## Exercise
Set out the entries below as a numbered list, from the first line through the line containing "(1065, 132)", both included. Skip blank lines and leave out the pictures.

## Data listing
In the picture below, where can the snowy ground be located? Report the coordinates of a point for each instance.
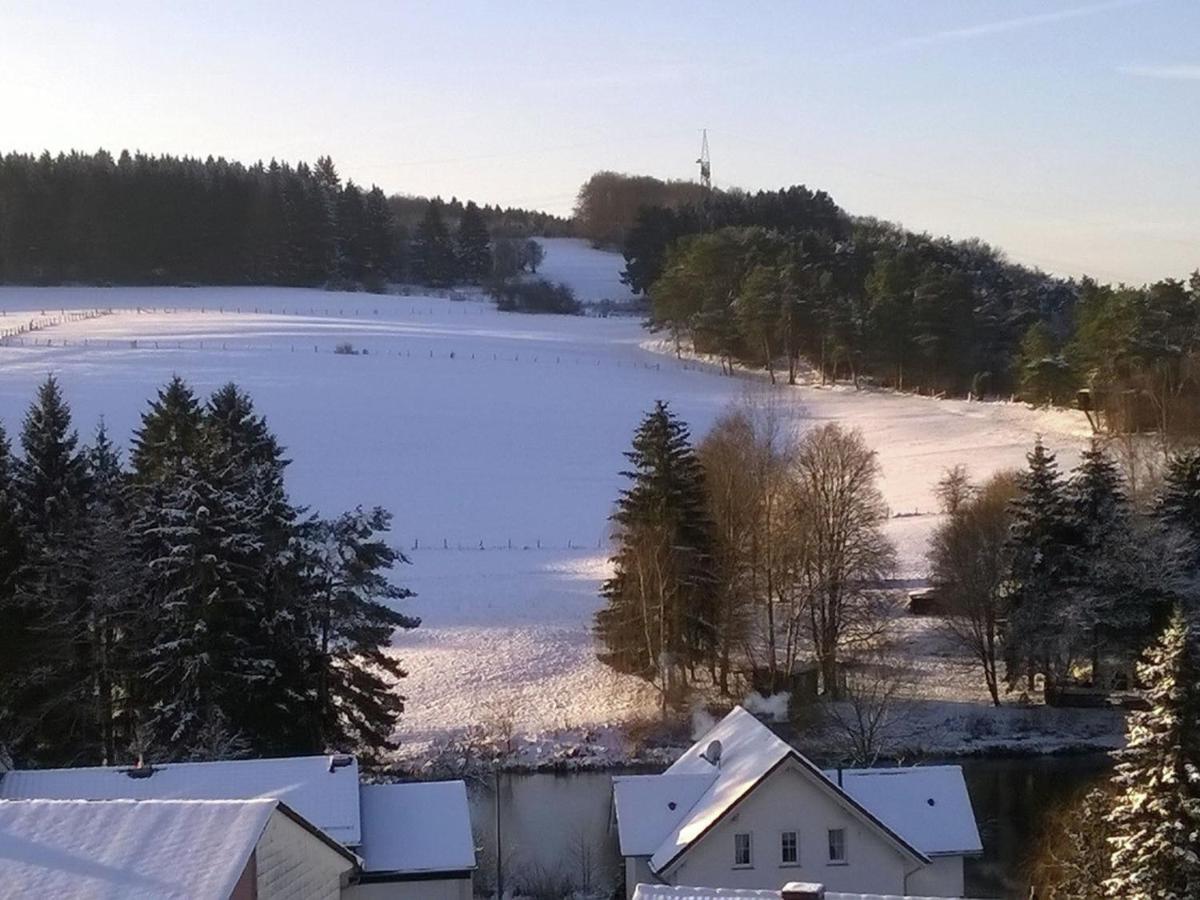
(474, 427)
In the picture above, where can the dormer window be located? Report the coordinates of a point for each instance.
(743, 851)
(837, 846)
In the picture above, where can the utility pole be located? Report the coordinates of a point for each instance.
(499, 853)
(706, 165)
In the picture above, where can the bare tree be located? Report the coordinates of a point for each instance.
(846, 556)
(871, 713)
(970, 561)
(954, 489)
(747, 472)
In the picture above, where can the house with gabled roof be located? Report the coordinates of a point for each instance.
(199, 850)
(743, 809)
(414, 840)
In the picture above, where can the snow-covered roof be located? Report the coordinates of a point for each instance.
(927, 804)
(126, 849)
(420, 827)
(666, 892)
(663, 815)
(312, 786)
(649, 805)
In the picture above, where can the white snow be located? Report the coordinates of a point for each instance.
(928, 804)
(593, 274)
(925, 810)
(124, 849)
(420, 827)
(475, 427)
(665, 892)
(327, 797)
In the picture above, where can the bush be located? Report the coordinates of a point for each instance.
(538, 295)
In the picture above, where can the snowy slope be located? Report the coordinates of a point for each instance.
(593, 274)
(473, 427)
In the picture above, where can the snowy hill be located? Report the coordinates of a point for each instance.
(592, 274)
(474, 427)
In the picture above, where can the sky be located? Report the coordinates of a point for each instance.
(1065, 132)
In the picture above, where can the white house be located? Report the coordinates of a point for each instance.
(201, 850)
(792, 891)
(414, 839)
(743, 809)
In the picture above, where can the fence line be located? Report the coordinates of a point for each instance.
(456, 546)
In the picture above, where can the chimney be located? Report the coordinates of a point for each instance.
(802, 891)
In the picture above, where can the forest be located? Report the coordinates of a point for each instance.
(179, 606)
(786, 281)
(165, 220)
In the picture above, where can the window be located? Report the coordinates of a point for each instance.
(837, 845)
(789, 849)
(742, 850)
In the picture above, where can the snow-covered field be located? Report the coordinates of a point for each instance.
(495, 438)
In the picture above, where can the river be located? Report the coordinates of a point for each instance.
(556, 835)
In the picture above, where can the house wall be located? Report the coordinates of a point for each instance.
(294, 863)
(637, 871)
(439, 889)
(942, 879)
(789, 801)
(247, 883)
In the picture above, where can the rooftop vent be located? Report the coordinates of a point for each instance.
(713, 754)
(802, 891)
(340, 761)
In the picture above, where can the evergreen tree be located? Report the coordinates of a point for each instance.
(1114, 591)
(355, 702)
(114, 607)
(13, 616)
(1041, 630)
(1156, 819)
(52, 694)
(169, 432)
(240, 443)
(474, 245)
(433, 257)
(659, 604)
(1180, 502)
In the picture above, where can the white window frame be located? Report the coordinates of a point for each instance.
(749, 863)
(796, 849)
(829, 846)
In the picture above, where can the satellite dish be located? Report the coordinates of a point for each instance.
(713, 753)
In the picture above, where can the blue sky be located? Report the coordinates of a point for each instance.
(1067, 133)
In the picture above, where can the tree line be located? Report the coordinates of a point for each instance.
(787, 279)
(747, 553)
(180, 606)
(165, 220)
(1065, 579)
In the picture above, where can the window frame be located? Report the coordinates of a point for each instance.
(784, 862)
(829, 846)
(749, 849)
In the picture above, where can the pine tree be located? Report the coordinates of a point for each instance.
(1180, 502)
(1114, 593)
(1156, 819)
(15, 637)
(113, 583)
(659, 613)
(433, 257)
(1041, 633)
(197, 537)
(355, 702)
(52, 487)
(239, 442)
(169, 432)
(474, 245)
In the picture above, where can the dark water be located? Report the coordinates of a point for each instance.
(556, 835)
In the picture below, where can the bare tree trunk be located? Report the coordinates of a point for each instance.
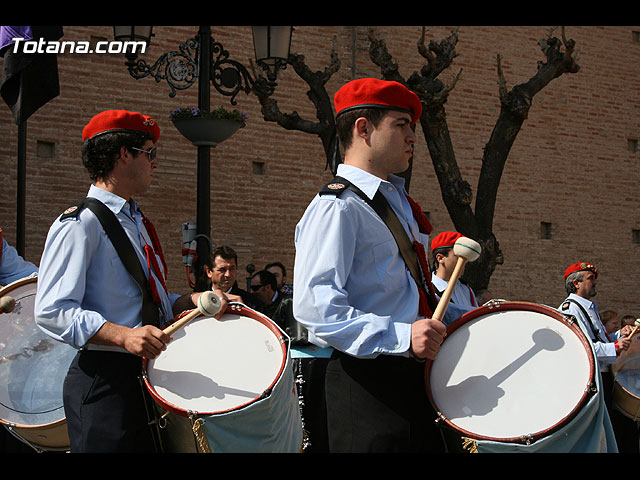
(456, 192)
(515, 105)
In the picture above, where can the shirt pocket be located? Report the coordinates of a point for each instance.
(389, 266)
(120, 278)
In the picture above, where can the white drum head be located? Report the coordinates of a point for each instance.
(515, 371)
(32, 364)
(215, 366)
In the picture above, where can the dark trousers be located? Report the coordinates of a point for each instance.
(379, 405)
(313, 408)
(104, 404)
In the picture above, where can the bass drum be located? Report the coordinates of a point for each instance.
(626, 388)
(32, 371)
(226, 386)
(510, 372)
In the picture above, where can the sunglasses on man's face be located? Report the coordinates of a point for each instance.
(152, 152)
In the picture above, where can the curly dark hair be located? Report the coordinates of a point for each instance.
(99, 154)
(345, 122)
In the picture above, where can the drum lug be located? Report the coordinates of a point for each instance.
(526, 439)
(493, 303)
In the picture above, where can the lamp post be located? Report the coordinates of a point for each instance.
(195, 61)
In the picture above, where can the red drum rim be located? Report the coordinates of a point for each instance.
(231, 309)
(568, 321)
(24, 426)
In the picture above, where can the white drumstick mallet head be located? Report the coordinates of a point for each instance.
(209, 304)
(466, 248)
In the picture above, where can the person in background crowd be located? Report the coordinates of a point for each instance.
(222, 270)
(581, 281)
(444, 264)
(278, 269)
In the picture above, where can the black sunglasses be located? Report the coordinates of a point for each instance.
(152, 152)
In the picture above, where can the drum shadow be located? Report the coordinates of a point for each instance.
(479, 395)
(191, 385)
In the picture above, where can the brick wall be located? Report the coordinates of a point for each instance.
(570, 166)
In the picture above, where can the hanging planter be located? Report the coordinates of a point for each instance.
(207, 128)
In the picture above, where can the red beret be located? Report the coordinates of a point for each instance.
(121, 121)
(579, 267)
(371, 92)
(445, 239)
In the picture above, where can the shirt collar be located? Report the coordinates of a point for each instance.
(583, 301)
(366, 181)
(114, 202)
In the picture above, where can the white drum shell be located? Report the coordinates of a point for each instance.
(233, 373)
(511, 373)
(32, 370)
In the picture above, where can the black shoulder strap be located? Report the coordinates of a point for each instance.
(594, 330)
(127, 254)
(388, 216)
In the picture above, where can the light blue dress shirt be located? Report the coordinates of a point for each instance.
(605, 351)
(13, 267)
(83, 283)
(353, 291)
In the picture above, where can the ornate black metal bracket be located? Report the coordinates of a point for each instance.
(181, 69)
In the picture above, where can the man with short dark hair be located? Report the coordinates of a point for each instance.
(88, 297)
(353, 290)
(445, 262)
(222, 270)
(279, 270)
(277, 306)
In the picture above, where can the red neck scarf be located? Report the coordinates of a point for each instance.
(424, 310)
(152, 262)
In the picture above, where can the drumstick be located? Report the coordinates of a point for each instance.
(209, 304)
(7, 304)
(635, 329)
(466, 250)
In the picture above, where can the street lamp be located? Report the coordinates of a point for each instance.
(195, 61)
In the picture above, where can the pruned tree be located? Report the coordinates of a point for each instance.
(456, 192)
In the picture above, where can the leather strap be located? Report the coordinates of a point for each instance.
(122, 244)
(388, 216)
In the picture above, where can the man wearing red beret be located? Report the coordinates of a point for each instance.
(110, 307)
(580, 283)
(355, 292)
(445, 262)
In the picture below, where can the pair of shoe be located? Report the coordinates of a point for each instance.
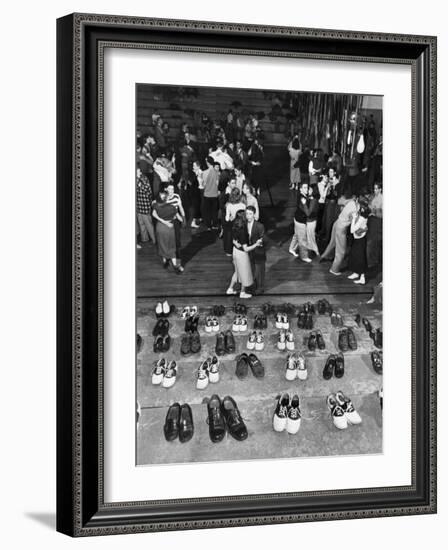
(225, 416)
(287, 415)
(342, 410)
(225, 343)
(260, 322)
(164, 373)
(282, 321)
(285, 340)
(347, 339)
(334, 364)
(163, 309)
(244, 362)
(255, 341)
(189, 311)
(305, 320)
(179, 423)
(377, 361)
(217, 311)
(296, 367)
(336, 320)
(192, 323)
(208, 372)
(324, 307)
(162, 343)
(211, 324)
(139, 343)
(315, 339)
(239, 324)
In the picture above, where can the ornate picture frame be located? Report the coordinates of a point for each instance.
(81, 507)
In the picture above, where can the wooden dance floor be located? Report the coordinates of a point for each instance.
(208, 270)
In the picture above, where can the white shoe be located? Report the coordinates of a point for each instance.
(158, 372)
(337, 414)
(294, 416)
(346, 405)
(213, 370)
(169, 378)
(281, 413)
(291, 368)
(302, 371)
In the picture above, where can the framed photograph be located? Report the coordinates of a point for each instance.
(246, 274)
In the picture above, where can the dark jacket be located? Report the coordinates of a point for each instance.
(258, 255)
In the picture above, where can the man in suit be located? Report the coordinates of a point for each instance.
(257, 250)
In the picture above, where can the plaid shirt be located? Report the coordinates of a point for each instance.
(144, 195)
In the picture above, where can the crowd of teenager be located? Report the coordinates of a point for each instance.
(210, 177)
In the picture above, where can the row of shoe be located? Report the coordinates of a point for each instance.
(255, 341)
(335, 364)
(287, 415)
(342, 410)
(244, 362)
(211, 324)
(164, 373)
(224, 416)
(225, 343)
(347, 339)
(179, 423)
(190, 343)
(163, 309)
(296, 367)
(377, 361)
(239, 323)
(208, 372)
(189, 311)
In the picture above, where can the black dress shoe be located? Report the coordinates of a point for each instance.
(312, 341)
(229, 340)
(158, 344)
(185, 344)
(339, 366)
(186, 426)
(232, 415)
(352, 343)
(327, 373)
(377, 362)
(343, 340)
(216, 422)
(320, 340)
(220, 347)
(255, 366)
(195, 342)
(171, 426)
(242, 366)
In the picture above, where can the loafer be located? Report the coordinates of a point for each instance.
(220, 347)
(235, 424)
(320, 340)
(242, 366)
(229, 342)
(352, 343)
(377, 362)
(216, 422)
(343, 340)
(195, 342)
(312, 341)
(171, 426)
(186, 426)
(339, 366)
(185, 344)
(327, 373)
(255, 366)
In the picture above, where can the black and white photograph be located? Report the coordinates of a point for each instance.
(258, 274)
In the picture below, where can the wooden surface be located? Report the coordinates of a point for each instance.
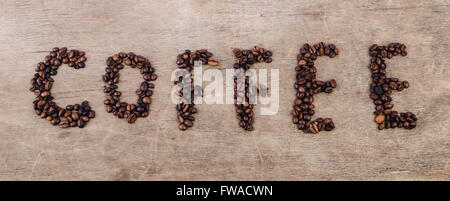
(216, 148)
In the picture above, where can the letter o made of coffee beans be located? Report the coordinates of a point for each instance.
(73, 115)
(185, 85)
(245, 91)
(307, 86)
(123, 109)
(382, 86)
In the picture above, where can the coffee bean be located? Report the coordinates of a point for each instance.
(41, 84)
(379, 119)
(186, 107)
(307, 86)
(122, 109)
(244, 102)
(382, 86)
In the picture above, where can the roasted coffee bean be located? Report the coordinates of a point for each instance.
(307, 86)
(188, 92)
(243, 93)
(382, 86)
(122, 109)
(41, 84)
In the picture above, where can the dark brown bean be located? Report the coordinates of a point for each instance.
(244, 107)
(382, 86)
(41, 85)
(186, 108)
(122, 109)
(307, 85)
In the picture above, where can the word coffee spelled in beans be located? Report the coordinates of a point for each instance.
(245, 90)
(382, 86)
(73, 115)
(123, 109)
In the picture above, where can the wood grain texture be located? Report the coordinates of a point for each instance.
(216, 148)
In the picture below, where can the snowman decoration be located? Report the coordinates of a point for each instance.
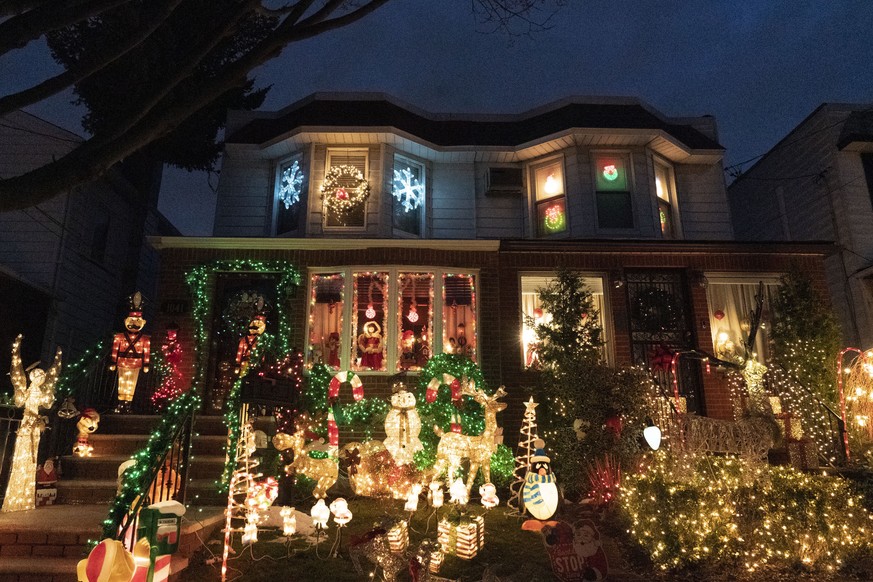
(539, 496)
(402, 426)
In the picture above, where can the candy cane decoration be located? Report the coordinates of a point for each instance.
(340, 379)
(434, 385)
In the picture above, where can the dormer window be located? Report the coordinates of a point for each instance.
(550, 198)
(665, 192)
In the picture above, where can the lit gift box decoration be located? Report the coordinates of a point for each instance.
(398, 537)
(463, 540)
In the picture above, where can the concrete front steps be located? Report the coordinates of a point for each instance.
(94, 479)
(46, 543)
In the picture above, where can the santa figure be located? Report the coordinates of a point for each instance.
(249, 342)
(586, 542)
(131, 350)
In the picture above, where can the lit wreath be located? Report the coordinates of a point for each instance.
(340, 199)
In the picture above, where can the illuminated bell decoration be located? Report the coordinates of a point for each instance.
(340, 510)
(652, 434)
(320, 514)
(289, 521)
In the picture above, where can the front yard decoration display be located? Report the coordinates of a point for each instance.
(402, 425)
(344, 190)
(539, 496)
(311, 460)
(89, 420)
(454, 447)
(40, 393)
(131, 352)
(461, 535)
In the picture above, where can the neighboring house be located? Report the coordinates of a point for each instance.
(817, 184)
(467, 216)
(67, 264)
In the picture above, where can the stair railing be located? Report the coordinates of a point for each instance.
(159, 472)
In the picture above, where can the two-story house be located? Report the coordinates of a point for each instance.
(466, 217)
(817, 184)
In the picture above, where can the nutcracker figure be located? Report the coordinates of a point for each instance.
(131, 350)
(249, 342)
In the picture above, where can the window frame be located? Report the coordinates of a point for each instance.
(304, 191)
(672, 200)
(535, 203)
(627, 155)
(397, 232)
(607, 322)
(329, 152)
(391, 337)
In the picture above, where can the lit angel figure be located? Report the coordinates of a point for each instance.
(21, 491)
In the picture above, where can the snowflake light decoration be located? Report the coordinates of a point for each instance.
(289, 187)
(407, 189)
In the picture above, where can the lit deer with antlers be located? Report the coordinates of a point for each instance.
(454, 447)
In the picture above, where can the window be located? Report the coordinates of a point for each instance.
(612, 184)
(390, 324)
(665, 191)
(731, 300)
(459, 315)
(357, 159)
(326, 319)
(530, 307)
(549, 198)
(289, 190)
(408, 190)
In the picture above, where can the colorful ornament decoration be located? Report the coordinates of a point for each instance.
(290, 185)
(87, 425)
(131, 351)
(341, 378)
(407, 189)
(40, 393)
(324, 471)
(540, 492)
(344, 190)
(402, 425)
(454, 447)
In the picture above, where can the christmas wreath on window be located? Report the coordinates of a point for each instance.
(656, 309)
(344, 189)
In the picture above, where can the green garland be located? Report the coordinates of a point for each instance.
(137, 479)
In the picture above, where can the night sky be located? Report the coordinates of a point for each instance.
(759, 66)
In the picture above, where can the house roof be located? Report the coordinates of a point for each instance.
(858, 128)
(447, 130)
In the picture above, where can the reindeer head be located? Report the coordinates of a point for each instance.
(490, 403)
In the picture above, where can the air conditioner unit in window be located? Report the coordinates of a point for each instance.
(503, 181)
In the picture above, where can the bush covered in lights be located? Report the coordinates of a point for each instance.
(720, 512)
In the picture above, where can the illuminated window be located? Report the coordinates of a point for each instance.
(732, 301)
(666, 193)
(459, 315)
(531, 307)
(550, 198)
(290, 182)
(612, 184)
(414, 320)
(326, 319)
(408, 195)
(357, 159)
(369, 320)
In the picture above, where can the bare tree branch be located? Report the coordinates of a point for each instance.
(19, 30)
(80, 72)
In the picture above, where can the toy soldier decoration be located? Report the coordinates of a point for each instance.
(249, 342)
(130, 354)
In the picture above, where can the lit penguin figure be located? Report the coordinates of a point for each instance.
(539, 496)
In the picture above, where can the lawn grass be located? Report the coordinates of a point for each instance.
(508, 550)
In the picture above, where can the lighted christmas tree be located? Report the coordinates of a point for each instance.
(523, 452)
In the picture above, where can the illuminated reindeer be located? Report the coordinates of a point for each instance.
(454, 447)
(323, 471)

## Response
1. In the picture below, where can the snowy ground be located? Report the coordinates of a point for each instance.
2. (474, 427)
3. In the picture above, where can the dormer window be located? Report the coordinates of a point for each instance.
4. (743, 851)
5. (837, 846)
6. In the picture above, where can the utility pole be located? Report the coordinates of a point for each instance.
7. (499, 853)
8. (706, 165)
9. In the picture above, where can the bare tree be located? Report the coordinates of a point for each instance.
10. (846, 556)
11. (871, 713)
12. (970, 561)
13. (954, 489)
14. (747, 472)
15. In the picture above, where can the house with gabled roof be located? Report the coordinates of a point for each instance.
16. (199, 850)
17. (743, 809)
18. (414, 840)
19. In the picture above, where can the snow-covered roof be located? Report the coordinates of a point for each instance.
20. (927, 804)
21. (126, 849)
22. (420, 827)
23. (666, 892)
24. (663, 815)
25. (312, 786)
26. (649, 805)
27. In the picture above, where can the white snow be located? Report the coordinates of a point for each instance.
28. (928, 804)
29. (593, 274)
30. (925, 810)
31. (124, 849)
32. (420, 827)
33. (475, 427)
34. (665, 892)
35. (327, 797)
36. In the picture above, where can the bush be located? Report the coordinates of a point for each instance.
37. (538, 295)
38. In the picture above, where can the snowy slope be located? Report the coordinates of a point for each instance.
39. (593, 274)
40. (473, 427)
41. In the picture above, where can the snowy hill be located? Report the coordinates of a point for each instance.
42. (592, 274)
43. (474, 427)
44. In the picture above, where can the sky be located? Report the coordinates of a point for each instance.
45. (1065, 132)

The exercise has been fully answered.